» OBJECTIVE:
In the records, rewrite the part that opens with the line containing "such as <point>127,120</point>" and closes with the line containing "<point>201,180</point>", putting "street" in place of "road" and leaving all else unchanged.

» INFORMATION PROVIDED:
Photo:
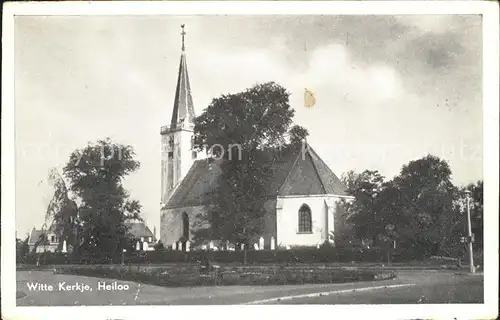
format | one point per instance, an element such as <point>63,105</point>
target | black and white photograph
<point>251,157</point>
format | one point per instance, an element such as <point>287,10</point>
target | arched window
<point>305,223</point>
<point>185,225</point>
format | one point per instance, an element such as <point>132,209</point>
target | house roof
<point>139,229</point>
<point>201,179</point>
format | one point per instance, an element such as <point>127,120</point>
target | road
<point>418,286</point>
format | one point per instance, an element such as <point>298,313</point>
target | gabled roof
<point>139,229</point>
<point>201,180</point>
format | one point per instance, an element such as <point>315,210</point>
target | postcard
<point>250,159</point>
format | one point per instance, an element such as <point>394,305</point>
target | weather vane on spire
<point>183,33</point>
...
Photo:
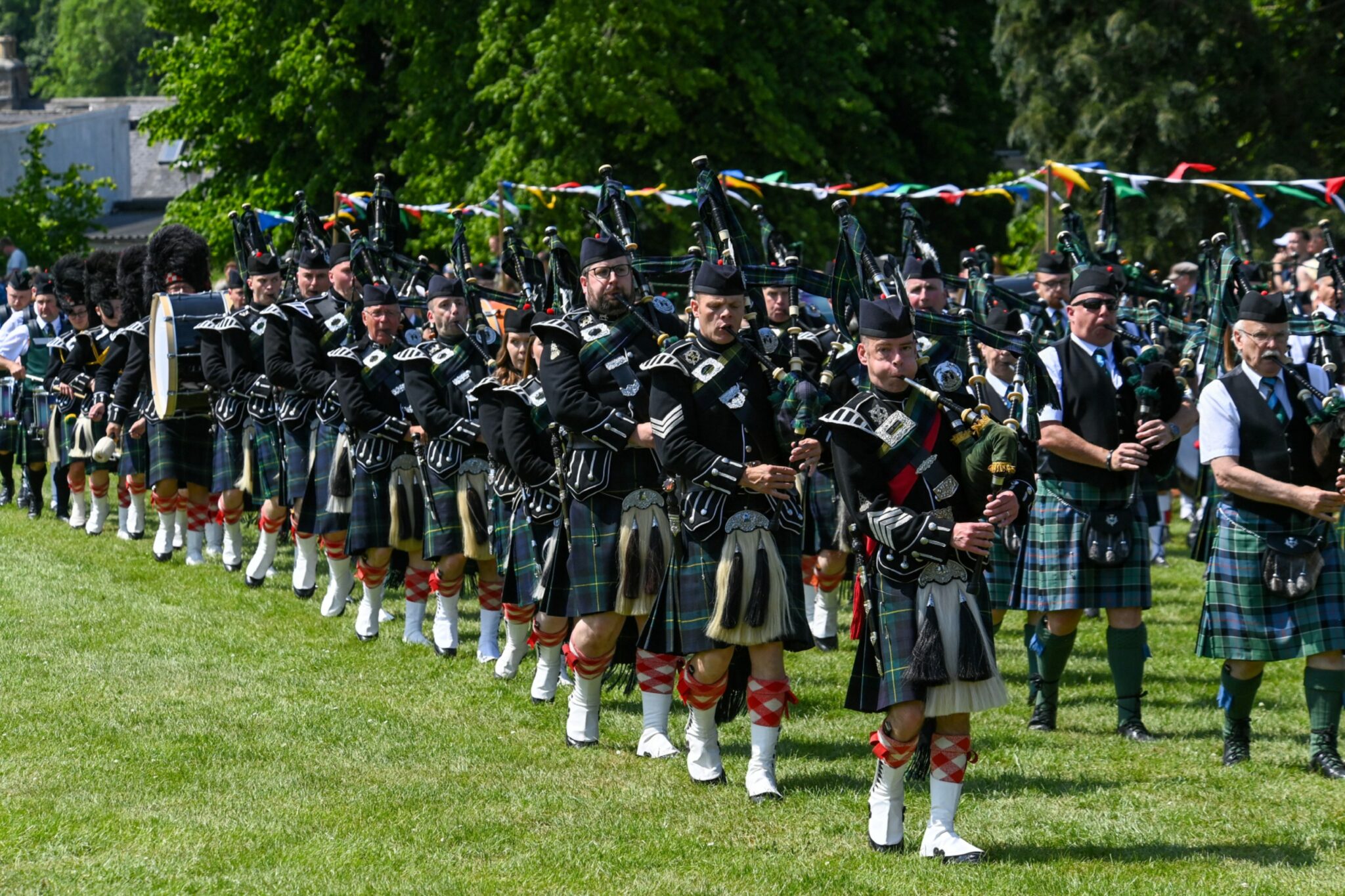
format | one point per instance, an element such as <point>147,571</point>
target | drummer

» FULL SOLUTION:
format | one point per instance, an element such as <point>127,120</point>
target | street
<point>418,286</point>
format | one point per instance, an element such as <point>298,313</point>
target | gabled roof
<point>139,229</point>
<point>201,180</point>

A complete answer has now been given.